▶ [SUPPLIED DATA]
====

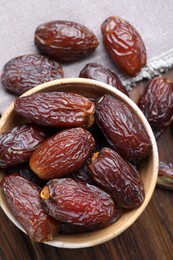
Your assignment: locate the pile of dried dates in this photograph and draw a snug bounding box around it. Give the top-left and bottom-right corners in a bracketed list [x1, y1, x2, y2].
[0, 16, 173, 242]
[1, 16, 147, 95]
[0, 89, 152, 242]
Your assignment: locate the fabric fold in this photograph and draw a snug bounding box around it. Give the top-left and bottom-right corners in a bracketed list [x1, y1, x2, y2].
[121, 48, 173, 89]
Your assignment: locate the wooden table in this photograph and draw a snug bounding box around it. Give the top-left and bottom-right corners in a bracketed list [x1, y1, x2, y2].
[0, 70, 173, 260]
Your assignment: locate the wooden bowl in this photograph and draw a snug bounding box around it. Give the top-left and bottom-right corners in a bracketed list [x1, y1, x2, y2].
[0, 78, 159, 248]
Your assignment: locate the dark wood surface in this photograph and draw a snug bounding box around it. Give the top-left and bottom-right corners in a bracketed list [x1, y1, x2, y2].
[0, 70, 173, 260]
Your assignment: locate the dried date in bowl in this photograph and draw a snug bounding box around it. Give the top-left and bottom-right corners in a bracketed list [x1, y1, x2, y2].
[0, 78, 158, 248]
[14, 92, 95, 128]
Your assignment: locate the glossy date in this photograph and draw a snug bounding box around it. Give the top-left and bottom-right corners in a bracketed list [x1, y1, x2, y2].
[5, 163, 47, 187]
[35, 20, 99, 62]
[14, 91, 95, 128]
[0, 124, 47, 168]
[158, 161, 173, 180]
[1, 54, 64, 95]
[138, 76, 173, 139]
[79, 63, 129, 96]
[40, 178, 115, 226]
[89, 148, 144, 208]
[1, 174, 59, 242]
[29, 127, 95, 179]
[101, 16, 147, 76]
[95, 94, 152, 163]
[60, 207, 123, 234]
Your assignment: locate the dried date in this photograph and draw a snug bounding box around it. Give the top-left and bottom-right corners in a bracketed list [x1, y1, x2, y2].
[5, 163, 46, 187]
[95, 94, 152, 164]
[1, 174, 59, 242]
[40, 178, 115, 226]
[89, 148, 144, 208]
[157, 161, 173, 190]
[60, 207, 123, 234]
[14, 92, 95, 128]
[138, 76, 173, 139]
[0, 124, 47, 168]
[79, 63, 129, 96]
[1, 54, 64, 95]
[29, 127, 95, 179]
[34, 20, 99, 62]
[101, 16, 147, 76]
[158, 161, 173, 180]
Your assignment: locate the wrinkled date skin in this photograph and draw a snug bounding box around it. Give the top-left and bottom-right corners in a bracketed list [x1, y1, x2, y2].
[0, 124, 47, 168]
[14, 92, 95, 128]
[138, 76, 173, 139]
[158, 161, 173, 180]
[1, 174, 59, 242]
[29, 127, 95, 179]
[5, 163, 47, 187]
[40, 178, 115, 226]
[79, 63, 129, 96]
[95, 94, 152, 164]
[101, 16, 147, 76]
[34, 20, 99, 62]
[59, 207, 123, 234]
[1, 54, 64, 95]
[89, 148, 144, 208]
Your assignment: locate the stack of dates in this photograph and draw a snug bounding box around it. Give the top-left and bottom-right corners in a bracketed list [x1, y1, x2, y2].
[2, 15, 173, 242]
[0, 90, 152, 242]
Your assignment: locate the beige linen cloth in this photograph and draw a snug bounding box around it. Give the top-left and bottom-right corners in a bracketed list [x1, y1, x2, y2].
[0, 0, 173, 112]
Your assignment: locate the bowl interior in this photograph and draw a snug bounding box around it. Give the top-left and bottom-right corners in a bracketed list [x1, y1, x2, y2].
[0, 78, 159, 248]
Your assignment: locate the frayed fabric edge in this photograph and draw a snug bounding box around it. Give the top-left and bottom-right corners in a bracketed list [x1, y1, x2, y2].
[119, 48, 173, 90]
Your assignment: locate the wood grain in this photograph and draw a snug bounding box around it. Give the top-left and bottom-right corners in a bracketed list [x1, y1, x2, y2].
[0, 70, 173, 260]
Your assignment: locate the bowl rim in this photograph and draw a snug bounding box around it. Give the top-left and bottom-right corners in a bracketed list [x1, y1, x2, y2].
[0, 77, 159, 248]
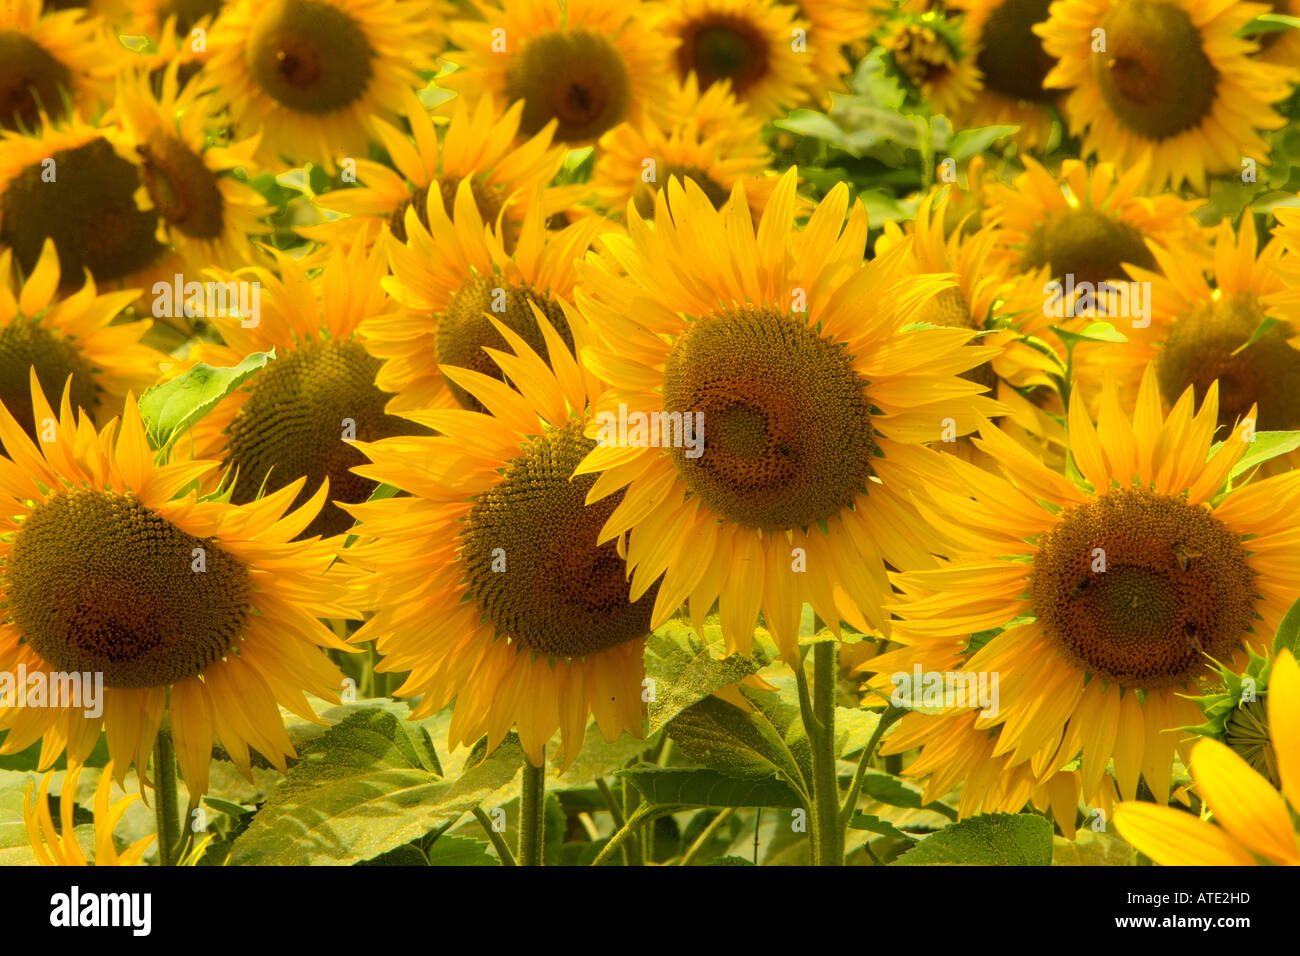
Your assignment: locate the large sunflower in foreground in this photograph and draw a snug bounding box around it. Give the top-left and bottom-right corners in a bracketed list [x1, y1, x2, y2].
[200, 0, 445, 169]
[572, 169, 1003, 659]
[867, 365, 1300, 818]
[444, 0, 676, 146]
[1034, 0, 1293, 192]
[0, 379, 358, 796]
[1114, 649, 1300, 865]
[0, 238, 160, 437]
[345, 318, 650, 765]
[108, 64, 271, 271]
[25, 762, 154, 866]
[176, 239, 422, 538]
[306, 90, 570, 253]
[0, 0, 119, 132]
[378, 184, 608, 413]
[657, 0, 815, 120]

====

▶ [PROBLEM DETAILS]
The required output is each line above restated verbatim, with all images omitted.

▶ [FINISHED EXERCISE]
Your assignment: locate the pile of dried dates in this photograph and draw a snug bounding box around it. Give the top-left and bottom-right corners in a bracketed list [x1, y1, x2, y2].
[0, 16, 173, 242]
[1, 16, 147, 95]
[0, 89, 152, 242]
Your assignment: locate the fabric fold in this photograph and draw a snug bounding box around it. Give the top-left and bottom-right corners in a bracketed list [x1, y1, x2, y2].
[121, 48, 173, 89]
Your assignment: locate the wooden table in this photograph and draw a snug bounding box around it. Give the top-left and bottom-right corners in a bracketed list [x1, y1, x2, y2].
[0, 70, 173, 260]
Your assignment: locate the wooden bowl in this photograph and draw a snug bounding box around it. Give the top-left and bottom-right corners in a bracketed list [x1, y1, x2, y2].
[0, 78, 159, 248]
Your assignment: locate the dark wood surface in this photograph and draw a snug bounding box around it. Give the top-left and bottom-right corners in a bracketed list [x1, y1, x2, y2].
[0, 70, 173, 260]
Your assignment: locate the dried date in bowl in this photograph and draw a snug bounding box around it. Give the top-left and bottom-right corners in a bracketed list [x1, y1, x2, y2].
[0, 78, 158, 248]
[14, 92, 95, 128]
Your assignment: locate the glossy date in this photograph and draw a snug bounding box around it. Give the top-left and bottom-right corners in a bracketed list [x1, y1, x2, y2].
[5, 163, 47, 187]
[35, 20, 99, 62]
[14, 91, 95, 128]
[0, 124, 47, 168]
[158, 161, 173, 180]
[1, 54, 64, 95]
[138, 76, 173, 139]
[79, 63, 129, 96]
[40, 178, 115, 226]
[89, 148, 144, 208]
[1, 174, 59, 242]
[29, 127, 95, 179]
[101, 16, 147, 76]
[95, 94, 152, 163]
[60, 207, 123, 234]
Your assignment: locate the dried date in this photograph and draw a snug bounding box around it. Give the top-left and bottom-right corners in a bracketed list [x1, y1, x2, y2].
[5, 163, 46, 187]
[95, 94, 152, 164]
[1, 174, 59, 242]
[40, 178, 115, 226]
[89, 148, 144, 208]
[157, 161, 173, 190]
[60, 207, 123, 234]
[14, 92, 95, 128]
[138, 76, 173, 139]
[0, 124, 47, 168]
[79, 63, 129, 96]
[1, 54, 64, 95]
[29, 127, 95, 179]
[34, 20, 99, 62]
[101, 16, 147, 76]
[158, 161, 173, 180]
Your assignment: locate the wrinkled date skin in this photograph and draw a snug bounding box around it. Give the top-left and bottom-right corners in a bracketed list [x1, y1, x2, y2].
[0, 124, 47, 168]
[14, 92, 95, 128]
[138, 76, 173, 139]
[158, 161, 173, 180]
[1, 174, 59, 242]
[29, 127, 95, 179]
[5, 163, 47, 187]
[40, 178, 115, 226]
[79, 63, 129, 96]
[95, 94, 152, 164]
[101, 16, 147, 76]
[34, 20, 99, 62]
[59, 207, 123, 234]
[1, 54, 64, 95]
[89, 148, 144, 208]
Your assignment: locate the stack of dates in this photograph and draw a snug bounding box around it. Give the top-left and bottom-right corners in a bracketed list [x1, y1, x2, y2].
[2, 15, 173, 242]
[0, 90, 152, 242]
Your assignment: locate the beige linen cloth in this photograph and draw a snug bounding box around it. Give the top-left and bottom-right corners in a bracketed list [x1, y1, x2, y2].
[0, 0, 173, 112]
Your assignment: locate the bowl interior in this photograph and draw a snug bounding box around it. Give the top-left and bottom-right corners in a bracketed list [x1, y1, x2, y2].
[0, 78, 159, 248]
Your assignment: locate the frayed fabric edge in this photograph and draw a snug bounding box around it. Give the top-left and bottom-right corners in a bracketed list [x1, y1, x2, y2].
[119, 48, 173, 90]
Your assignment: locate the wood grain in this photograph and draw a snug bounding box around it. Give the top-left and bottom-right corners in a bracketed list [x1, y1, x2, y2].
[0, 70, 173, 260]
Your assignment: locate the bowl rim in this photograph and draw a snug bounding box around it. Give the top-left and bottom-right corners in a bracketed list [x1, y1, x2, y2].
[0, 77, 159, 248]
Your assignment: locate the large sunflower in foreground in this photograph and draw a snug bounding box around it. Give the top-left and bottom-right corners in a bracketed list [x1, y1, x2, y2].
[200, 0, 445, 169]
[572, 169, 1003, 659]
[867, 365, 1300, 818]
[444, 0, 676, 146]
[1034, 0, 1293, 192]
[0, 379, 358, 796]
[1114, 649, 1300, 865]
[0, 238, 160, 437]
[345, 318, 650, 765]
[108, 64, 271, 271]
[25, 762, 154, 866]
[176, 239, 422, 538]
[306, 90, 570, 253]
[0, 0, 119, 132]
[378, 184, 608, 413]
[657, 0, 815, 120]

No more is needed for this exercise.